▸ WHAT THE EXERCISE ASKS: Quote every line of the data below as it stands, omitting pictures.

═════ RECORDS SUPPLIED

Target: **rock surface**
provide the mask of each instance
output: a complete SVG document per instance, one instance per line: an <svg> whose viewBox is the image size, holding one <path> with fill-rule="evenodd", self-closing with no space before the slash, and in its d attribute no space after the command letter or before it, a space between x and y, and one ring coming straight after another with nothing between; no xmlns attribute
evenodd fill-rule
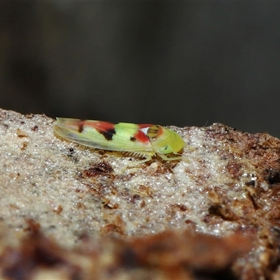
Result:
<svg viewBox="0 0 280 280"><path fill-rule="evenodd" d="M0 270L8 279L277 279L280 141L170 128L183 159L94 150L0 109Z"/></svg>

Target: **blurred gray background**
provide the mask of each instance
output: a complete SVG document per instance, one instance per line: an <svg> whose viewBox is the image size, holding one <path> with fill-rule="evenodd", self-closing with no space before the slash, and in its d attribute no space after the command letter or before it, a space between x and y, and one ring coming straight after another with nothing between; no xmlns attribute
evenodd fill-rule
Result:
<svg viewBox="0 0 280 280"><path fill-rule="evenodd" d="M279 1L0 4L0 107L280 137Z"/></svg>

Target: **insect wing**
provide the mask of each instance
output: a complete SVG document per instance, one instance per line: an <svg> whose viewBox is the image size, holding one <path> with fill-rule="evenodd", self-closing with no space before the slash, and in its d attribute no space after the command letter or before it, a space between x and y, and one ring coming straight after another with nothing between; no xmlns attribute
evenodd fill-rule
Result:
<svg viewBox="0 0 280 280"><path fill-rule="evenodd" d="M113 125L97 120L57 118L54 130L63 138L93 148L140 153L153 151L148 137L134 124Z"/></svg>

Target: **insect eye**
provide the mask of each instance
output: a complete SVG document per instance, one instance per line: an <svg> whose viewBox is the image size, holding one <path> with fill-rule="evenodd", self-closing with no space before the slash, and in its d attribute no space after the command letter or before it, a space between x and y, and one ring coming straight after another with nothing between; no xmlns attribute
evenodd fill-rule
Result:
<svg viewBox="0 0 280 280"><path fill-rule="evenodd" d="M170 147L170 146L169 145L164 146L164 147L162 147L160 149L160 153L170 153L172 152L173 152L172 148Z"/></svg>

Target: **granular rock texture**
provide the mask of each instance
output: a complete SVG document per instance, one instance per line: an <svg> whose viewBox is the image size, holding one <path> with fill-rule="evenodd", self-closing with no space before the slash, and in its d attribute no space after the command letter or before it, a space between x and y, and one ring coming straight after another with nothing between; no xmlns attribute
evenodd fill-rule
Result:
<svg viewBox="0 0 280 280"><path fill-rule="evenodd" d="M280 141L171 127L181 160L59 139L0 109L0 272L6 279L280 279Z"/></svg>

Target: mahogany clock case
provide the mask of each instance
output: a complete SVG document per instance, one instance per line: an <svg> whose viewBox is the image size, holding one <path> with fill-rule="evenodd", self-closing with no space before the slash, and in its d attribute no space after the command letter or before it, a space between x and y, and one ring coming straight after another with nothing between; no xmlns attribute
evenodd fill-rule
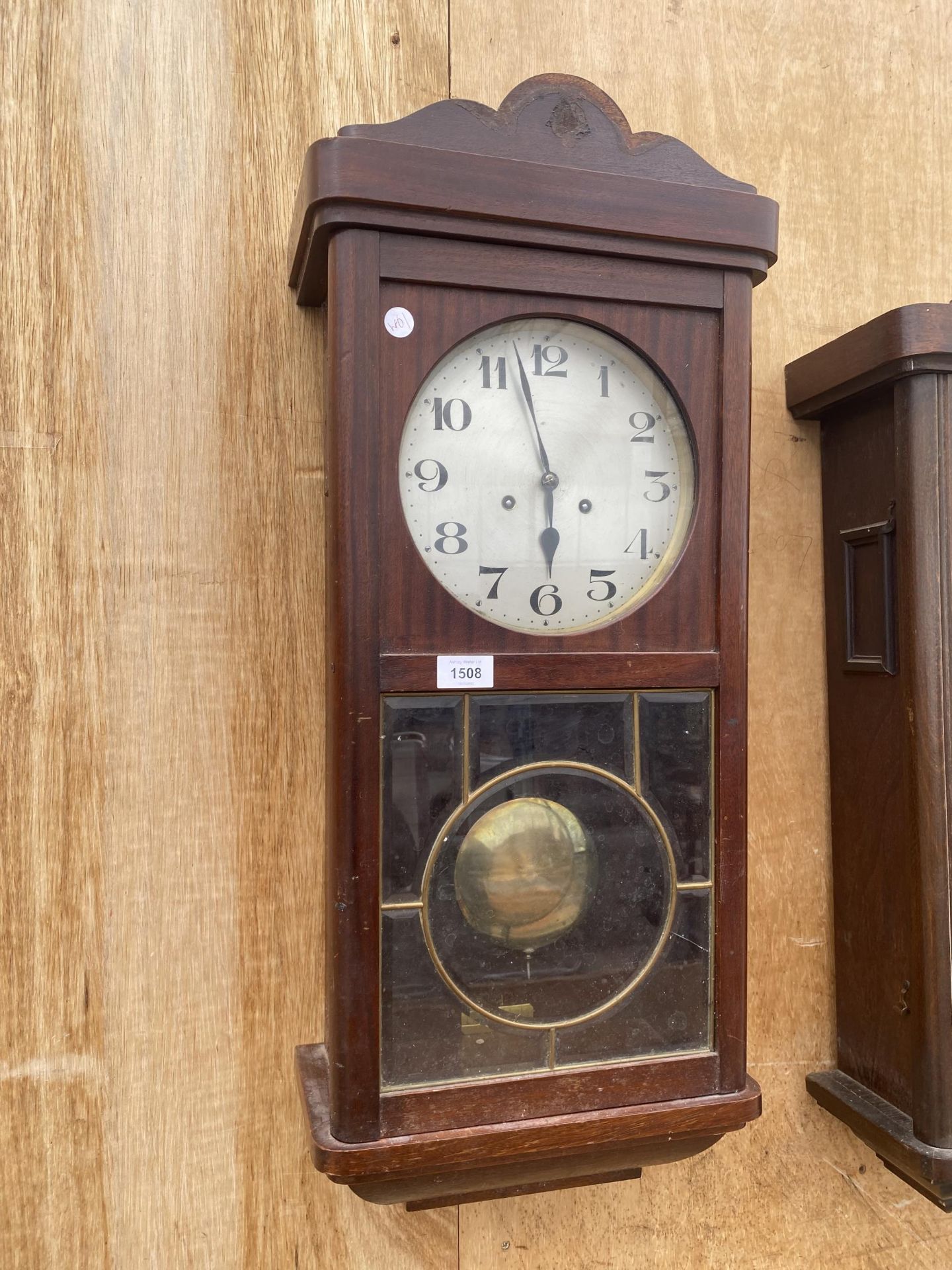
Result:
<svg viewBox="0 0 952 1270"><path fill-rule="evenodd" d="M344 131L312 147L291 244L298 301L327 297L329 1003L326 1050L298 1050L315 1162L418 1206L635 1176L759 1113L745 1071L750 290L774 258L776 206L671 138L632 136L578 80L529 81L499 112L447 102ZM393 306L414 315L406 339L385 328ZM401 429L425 376L463 338L529 315L630 344L696 447L678 565L640 608L575 635L467 611L400 505ZM434 696L446 653L493 654L494 693L713 693L703 1052L381 1088L381 702Z"/></svg>
<svg viewBox="0 0 952 1270"><path fill-rule="evenodd" d="M787 367L821 425L838 1067L807 1088L952 1208L952 306Z"/></svg>

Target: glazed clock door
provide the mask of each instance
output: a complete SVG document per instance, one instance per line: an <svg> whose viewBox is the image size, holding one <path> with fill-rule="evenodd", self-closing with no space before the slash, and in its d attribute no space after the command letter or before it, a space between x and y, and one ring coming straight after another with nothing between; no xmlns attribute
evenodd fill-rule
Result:
<svg viewBox="0 0 952 1270"><path fill-rule="evenodd" d="M710 1050L711 693L382 723L382 1087Z"/></svg>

══════════

▸ TASK SOLUTION:
Target: **rock surface**
provide the mask of each instance
output: a complete SVG document per instance, one instance per line: an <svg> whose viewBox is the image size, holding one <path> with fill-rule="evenodd", self-closing with no space before the slash, and in its d attribute no space after the command letter or before it, a space between x and y, and one ring coming straight after another with nothing between; no xmlns attribute
evenodd fill-rule
Result:
<svg viewBox="0 0 280 280"><path fill-rule="evenodd" d="M0 270L8 279L277 279L280 141L170 128L183 159L94 150L0 109Z"/></svg>

Target: **blurred gray background**
provide the mask of each instance
output: a complete SVG document per instance, one instance per line: an <svg> whose viewBox is the image size, holding one <path> with fill-rule="evenodd", self-closing with no space before the slash, and in its d attribute no space after the command letter or before it, a space between x and y, and one ring coming straight after another with nothing between; no xmlns attribute
evenodd fill-rule
Result:
<svg viewBox="0 0 280 280"><path fill-rule="evenodd" d="M279 1L0 4L0 107L280 137Z"/></svg>

Target: **insect wing**
provide the mask of each instance
output: a complete SVG document per instance, one instance per line: an <svg> whose viewBox is the image size, holding one <path> with fill-rule="evenodd", self-closing with no space before the slash, and in its d attribute no space after the command letter or before it, a space between x and y, and one ring coming straight after another with nothing between; no xmlns attribute
evenodd fill-rule
Result:
<svg viewBox="0 0 280 280"><path fill-rule="evenodd" d="M113 125L97 120L57 118L54 130L63 138L93 148L140 153L153 151L148 137L134 124Z"/></svg>

Target: **insect eye**
provide the mask of each instance
output: a complete SVG document per instance, one instance per line: an <svg> whose viewBox is the image size, holding one <path> with fill-rule="evenodd", self-closing with no space before the slash, and in its d attribute no space after the command letter or before it, a space between x and y, and one ring coming straight after another with nothing between; no xmlns attribute
evenodd fill-rule
Result:
<svg viewBox="0 0 280 280"><path fill-rule="evenodd" d="M170 147L170 146L169 145L164 146L164 147L162 147L160 149L160 153L170 153L172 152L173 152L172 148Z"/></svg>

Target: **granular rock texture**
provide the mask of each instance
output: a complete SVG document per instance, one instance per line: an <svg> whose viewBox is the image size, holding one <path> with fill-rule="evenodd", self-closing with no space before the slash, and in its d attribute no space after the command letter or before it, a space between x and y, and one ring coming straight after another with nothing between; no xmlns attribute
evenodd fill-rule
Result:
<svg viewBox="0 0 280 280"><path fill-rule="evenodd" d="M280 141L171 127L181 160L59 139L0 109L0 272L6 279L280 279Z"/></svg>

Target: mahogany clock case
provide the mask of each instance
output: a complete SVG document per instance, one instance per line: an <svg> whose viewBox is the image size, holding one <path> with fill-rule="evenodd", self-closing with no space before the slash, and in its d attribute no space after the command letter or before it, a space between x and y, and one ring coming straight after another with nothing between; no xmlns attribute
evenodd fill-rule
Result:
<svg viewBox="0 0 952 1270"><path fill-rule="evenodd" d="M344 131L312 147L291 244L298 301L327 297L329 1003L326 1050L298 1050L315 1162L418 1206L635 1176L759 1113L745 1071L750 290L774 258L776 206L671 138L632 136L578 80L529 81L499 112L447 102ZM393 306L414 315L406 339L385 328ZM401 429L425 376L463 338L529 315L630 344L696 447L678 565L640 608L575 635L467 611L400 505ZM434 696L446 653L493 654L494 693L713 693L703 1052L381 1088L381 702Z"/></svg>
<svg viewBox="0 0 952 1270"><path fill-rule="evenodd" d="M787 367L821 425L838 1067L807 1088L952 1208L952 306Z"/></svg>

Target: glazed clock door
provide the mask of each instance
output: a complete SVG document per instance, one instance per line: an <svg> whose viewBox is the image size, holding one <path> with fill-rule="evenodd", self-closing with no space before the slash, and in its d attribute no space after the command letter or before it, a space between x and y, and one ring coming straight after another with nothing between; no xmlns attribute
evenodd fill-rule
Result:
<svg viewBox="0 0 952 1270"><path fill-rule="evenodd" d="M710 1050L711 693L382 723L382 1087Z"/></svg>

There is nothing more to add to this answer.